Dataset =>
Content starts

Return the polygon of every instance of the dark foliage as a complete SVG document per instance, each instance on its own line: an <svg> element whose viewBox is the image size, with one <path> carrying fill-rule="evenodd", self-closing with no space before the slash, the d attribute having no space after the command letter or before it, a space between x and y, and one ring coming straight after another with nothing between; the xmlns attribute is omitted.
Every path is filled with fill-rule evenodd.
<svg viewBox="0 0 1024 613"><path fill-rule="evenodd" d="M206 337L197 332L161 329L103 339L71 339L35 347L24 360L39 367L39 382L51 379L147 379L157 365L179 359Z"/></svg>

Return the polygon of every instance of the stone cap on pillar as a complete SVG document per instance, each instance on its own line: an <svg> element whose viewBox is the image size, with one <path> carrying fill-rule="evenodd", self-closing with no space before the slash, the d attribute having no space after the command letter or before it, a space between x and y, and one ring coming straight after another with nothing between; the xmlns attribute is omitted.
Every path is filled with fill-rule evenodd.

Content ends
Content starts

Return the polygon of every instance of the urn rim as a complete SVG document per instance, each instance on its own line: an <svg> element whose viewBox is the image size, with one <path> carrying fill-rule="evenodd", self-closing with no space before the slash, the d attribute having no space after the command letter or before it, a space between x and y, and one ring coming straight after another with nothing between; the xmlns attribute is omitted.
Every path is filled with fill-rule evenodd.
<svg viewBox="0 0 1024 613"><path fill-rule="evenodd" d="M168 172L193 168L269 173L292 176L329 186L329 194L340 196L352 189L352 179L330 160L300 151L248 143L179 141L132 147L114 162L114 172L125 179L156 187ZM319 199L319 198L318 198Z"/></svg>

Content ends

Directions =>
Copy out every line of the listing that includes the string "command".

Response to this task =>
Return the polygon of every instance of the dark foliage as a complete SVG document per instance, each instance on its own line: an <svg> element whose viewBox is the image size, with one <path> carrying fill-rule="evenodd", self-closing with no space before the slash, the d attribute having no space after the command letter or before it, a space between x and y, and one ring coming straight after another with nothing between; the xmlns attribute is omitted.
Return the polygon of every instance of the stone cap on pillar as a complete SVG document per instance, each instance on its own line: an <svg> element whose viewBox is the image size, with one <path> carrying fill-rule="evenodd", self-closing with no space before the slash, the d attribute having no space after the command letter or before it, a space between x and y, and one ring coming straight after another with nothing between; the xmlns attribute is omitted.
Return the polygon of every instance of the urn rim as a complete SVG document per instance, each instance on its own line: an <svg> element whose viewBox is the image size, with one <path> carrying fill-rule="evenodd", self-closing with no space before the slash, the d attribute having no space after the command letter or before it, a space between x and y, and one ring coming straight after another with nothing between; the xmlns attribute is omitted.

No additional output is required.